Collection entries

○ ○ ○ ○ ○

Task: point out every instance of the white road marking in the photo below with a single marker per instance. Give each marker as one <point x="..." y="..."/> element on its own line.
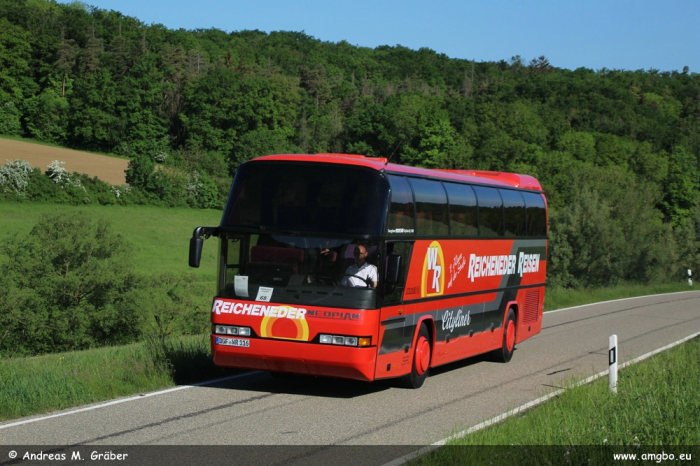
<point x="616" y="300"/>
<point x="124" y="400"/>
<point x="427" y="449"/>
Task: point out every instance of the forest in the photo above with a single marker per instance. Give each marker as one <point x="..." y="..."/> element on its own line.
<point x="617" y="151"/>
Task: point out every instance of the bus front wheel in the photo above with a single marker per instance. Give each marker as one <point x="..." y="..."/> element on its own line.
<point x="505" y="352"/>
<point x="422" y="353"/>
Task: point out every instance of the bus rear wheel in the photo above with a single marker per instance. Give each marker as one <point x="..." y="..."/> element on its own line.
<point x="422" y="354"/>
<point x="505" y="352"/>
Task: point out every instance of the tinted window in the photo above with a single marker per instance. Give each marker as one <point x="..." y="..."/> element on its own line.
<point x="463" y="212"/>
<point x="490" y="211"/>
<point x="431" y="207"/>
<point x="536" y="214"/>
<point x="514" y="212"/>
<point x="400" y="218"/>
<point x="307" y="197"/>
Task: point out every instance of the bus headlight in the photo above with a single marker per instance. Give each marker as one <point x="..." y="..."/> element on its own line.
<point x="344" y="340"/>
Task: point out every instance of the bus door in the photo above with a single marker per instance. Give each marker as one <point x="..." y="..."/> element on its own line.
<point x="395" y="331"/>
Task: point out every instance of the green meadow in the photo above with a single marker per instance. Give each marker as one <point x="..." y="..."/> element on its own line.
<point x="159" y="236"/>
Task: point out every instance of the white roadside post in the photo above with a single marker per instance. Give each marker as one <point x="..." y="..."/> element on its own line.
<point x="612" y="363"/>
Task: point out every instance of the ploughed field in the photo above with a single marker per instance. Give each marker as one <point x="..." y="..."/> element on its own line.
<point x="109" y="169"/>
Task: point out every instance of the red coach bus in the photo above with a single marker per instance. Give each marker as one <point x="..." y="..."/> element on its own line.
<point x="348" y="266"/>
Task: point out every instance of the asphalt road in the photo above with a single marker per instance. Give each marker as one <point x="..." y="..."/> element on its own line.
<point x="257" y="409"/>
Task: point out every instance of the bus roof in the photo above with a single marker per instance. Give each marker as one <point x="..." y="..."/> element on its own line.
<point x="512" y="180"/>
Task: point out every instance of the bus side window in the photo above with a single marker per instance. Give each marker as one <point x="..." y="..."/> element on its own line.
<point x="514" y="212"/>
<point x="394" y="292"/>
<point x="490" y="211"/>
<point x="431" y="207"/>
<point x="463" y="215"/>
<point x="536" y="214"/>
<point x="400" y="218"/>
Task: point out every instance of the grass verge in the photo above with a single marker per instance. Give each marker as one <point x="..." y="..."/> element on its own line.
<point x="559" y="298"/>
<point x="45" y="383"/>
<point x="159" y="236"/>
<point x="57" y="381"/>
<point x="657" y="404"/>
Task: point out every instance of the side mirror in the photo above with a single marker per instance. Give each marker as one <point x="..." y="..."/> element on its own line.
<point x="196" y="245"/>
<point x="393" y="266"/>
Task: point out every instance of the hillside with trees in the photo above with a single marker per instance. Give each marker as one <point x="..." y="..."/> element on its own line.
<point x="616" y="151"/>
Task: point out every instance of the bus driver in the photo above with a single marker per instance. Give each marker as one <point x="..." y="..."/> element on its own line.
<point x="361" y="273"/>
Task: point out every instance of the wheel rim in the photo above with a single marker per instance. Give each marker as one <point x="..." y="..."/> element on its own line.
<point x="422" y="355"/>
<point x="510" y="336"/>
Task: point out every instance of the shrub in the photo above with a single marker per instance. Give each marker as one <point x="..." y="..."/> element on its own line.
<point x="66" y="286"/>
<point x="14" y="176"/>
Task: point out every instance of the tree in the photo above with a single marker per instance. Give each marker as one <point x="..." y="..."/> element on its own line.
<point x="65" y="287"/>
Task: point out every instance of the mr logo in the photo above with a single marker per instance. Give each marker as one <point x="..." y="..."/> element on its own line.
<point x="433" y="282"/>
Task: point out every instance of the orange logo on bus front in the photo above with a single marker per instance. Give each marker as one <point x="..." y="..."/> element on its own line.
<point x="433" y="283"/>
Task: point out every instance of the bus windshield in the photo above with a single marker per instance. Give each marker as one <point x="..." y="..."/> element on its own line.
<point x="324" y="271"/>
<point x="309" y="198"/>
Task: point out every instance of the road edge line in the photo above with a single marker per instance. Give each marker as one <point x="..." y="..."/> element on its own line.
<point x="124" y="400"/>
<point x="531" y="404"/>
<point x="620" y="299"/>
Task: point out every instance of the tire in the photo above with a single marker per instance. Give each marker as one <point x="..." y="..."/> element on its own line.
<point x="505" y="352"/>
<point x="422" y="354"/>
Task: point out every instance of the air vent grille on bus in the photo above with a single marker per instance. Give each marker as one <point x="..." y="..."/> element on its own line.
<point x="532" y="302"/>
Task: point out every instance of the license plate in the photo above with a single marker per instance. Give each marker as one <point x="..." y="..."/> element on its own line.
<point x="233" y="342"/>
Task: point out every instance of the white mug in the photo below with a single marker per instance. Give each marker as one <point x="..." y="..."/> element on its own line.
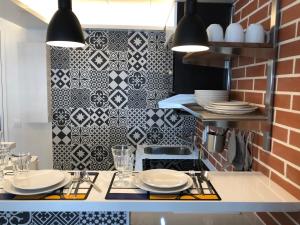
<point x="215" y="32"/>
<point x="234" y="33"/>
<point x="255" y="34"/>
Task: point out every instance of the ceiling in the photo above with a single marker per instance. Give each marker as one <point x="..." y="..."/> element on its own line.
<point x="11" y="12"/>
<point x="121" y="14"/>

○ ○ ○ ○ ○

### What to do
Please restate the entries word for word. Skip the pictures.

### Answer box
Task: point out every instance of the white road marking in the photo below with a single marker per instance. Give each marker as one <point x="..." y="..."/> element on its own line.
<point x="616" y="300"/>
<point x="124" y="400"/>
<point x="427" y="449"/>
Task: point out every instance of the forest in the photo above with a single marker per instance. Give each marker as one <point x="..." y="..."/> element on its own line.
<point x="617" y="151"/>
Task: point out every instance of the bus front wheel in the photo above with a single marker per instance. Give each marker as one <point x="..." y="..."/> element on its own line.
<point x="505" y="352"/>
<point x="422" y="353"/>
Task: point out every instance of the bus rear wheel in the photo above with a single marker per instance. Give each marker as one <point x="..." y="..."/> element on its own line.
<point x="422" y="354"/>
<point x="505" y="352"/>
Task: point out every instance of the tinted window in the photo above with a single marker per instance. Give each marker as one <point x="..." y="..."/> element on its own line.
<point x="463" y="212"/>
<point x="490" y="211"/>
<point x="431" y="207"/>
<point x="536" y="214"/>
<point x="514" y="212"/>
<point x="400" y="218"/>
<point x="307" y="197"/>
Task: point out every instance of the bus headlight in the photo above with a single marker per instance. Give each marker as one <point x="..." y="..."/> element on its own line.
<point x="344" y="340"/>
Task: point out every instance of the bus door in the photo above with a single marker per instance. Give each marker as one <point x="..." y="..."/> element on its own line.
<point x="395" y="331"/>
Task: point out every instance of the green meadow in the photo above with a single marker per instance. Give each marker as one <point x="..." y="..."/> element on its own line.
<point x="159" y="236"/>
Task: point out every instance of the white roadside post in the photo above with a single marker per instance. Give each marker as one <point x="..." y="..."/> element on its own line.
<point x="612" y="363"/>
Task: point out every instance of the ploughed field in the photo above with a single marker per instance. Give each marker as one <point x="..." y="..."/> element on its own line.
<point x="109" y="169"/>
Task: point out every instance of the red coach bus in the photo above with a single marker per instance. Give each marker as one <point x="..." y="..."/> element on its own line.
<point x="348" y="266"/>
Task: point out every instance of the asphalt road in the photo above with a single marker per instance. Give each marker as one <point x="..." y="..."/> element on its own line.
<point x="257" y="409"/>
Task: point out every instance of the bus roof in the photo above with a single marker per instance. Give each marker as one <point x="..." y="..."/> element on its own line.
<point x="512" y="180"/>
Task: point out every instance of the bus side window in the photo above with a single marker per instance. Give each marker as one <point x="..." y="..."/> element on its own line.
<point x="514" y="212"/>
<point x="394" y="292"/>
<point x="490" y="211"/>
<point x="431" y="207"/>
<point x="463" y="215"/>
<point x="536" y="214"/>
<point x="400" y="218"/>
Task: point out every instance of the grass verge in the photo above with a single marker per instance. Give each marker as one <point x="..." y="..."/> element on its own line.
<point x="559" y="298"/>
<point x="45" y="383"/>
<point x="159" y="236"/>
<point x="57" y="381"/>
<point x="657" y="404"/>
Task: point out every instance of the side mirror in the photo above with a single marker per instance. Give each marker as one <point x="..." y="..."/> element on its own line.
<point x="196" y="245"/>
<point x="393" y="266"/>
Task: point out every instance of the hillside with trees in the photo above with a single marker per instance. Give each marker as one <point x="..." y="..."/> element on its own line.
<point x="616" y="151"/>
Task: point out every instance of the bus driver in the photo above with a single marker per instance. Give each marker as one <point x="..." y="..."/> element on its own line.
<point x="361" y="273"/>
Task: point out every instance of the wheel rim in the photo above with a single marker per instance. Give each marker as one <point x="..." y="..."/> element on its own line.
<point x="422" y="355"/>
<point x="510" y="336"/>
Task: point out every instance of the shrub in the photo above with a single marker per instance. Give each marker as one <point x="..." y="..."/> element on its own line.
<point x="66" y="286"/>
<point x="14" y="176"/>
Task: point out every instance of the tree in the photo above with a single marker per instance. Give each marker as one <point x="..." y="..."/> element on its own line.
<point x="65" y="287"/>
Task: point out every instance of the mr logo in the photo above with a single marker per instance. Give each marker as one <point x="..." y="..."/> element on its own line.
<point x="433" y="282"/>
Task: point out every instance of the orange logo on bus front in the photo above with a single marker per instance. Give each marker as one <point x="..." y="..."/> element on its own line.
<point x="433" y="283"/>
Task: point out every instance of the bus windshield in the photo above with a single marker per instance. Give each marker as one <point x="..." y="..."/> element on its own line.
<point x="324" y="271"/>
<point x="309" y="198"/>
Task: point out every instance of the road edge line in the photo above with a single marker per instance. Give each marker as one <point x="..." y="..."/> element on its own line.
<point x="124" y="400"/>
<point x="531" y="404"/>
<point x="620" y="299"/>
Task: point out every instance of the tire in the photo above with a single marker per instance. Give each marker as one <point x="..." y="..."/> element on its own line.
<point x="505" y="352"/>
<point x="422" y="354"/>
Task: point out every instance of the air vent grille on bus in the photo above with a single marker per instance. Give each marker as one <point x="..." y="..."/> element on its own line.
<point x="532" y="302"/>
Task: point out every instance of the license plate in the photo above with a single marker per instance. Give each marker as one <point x="..." y="..."/> element on its own line.
<point x="233" y="342"/>
Task: point out every instance of the white mug in the photo below with a single marker per instance. Give each marker as one <point x="..." y="..."/> element on its own line.
<point x="215" y="32"/>
<point x="234" y="33"/>
<point x="255" y="34"/>
Task: point out every instance of the ceiling in the photo above with a single marker per instance. Give each marker as one <point x="..." y="..."/> element on its own line.
<point x="11" y="12"/>
<point x="121" y="14"/>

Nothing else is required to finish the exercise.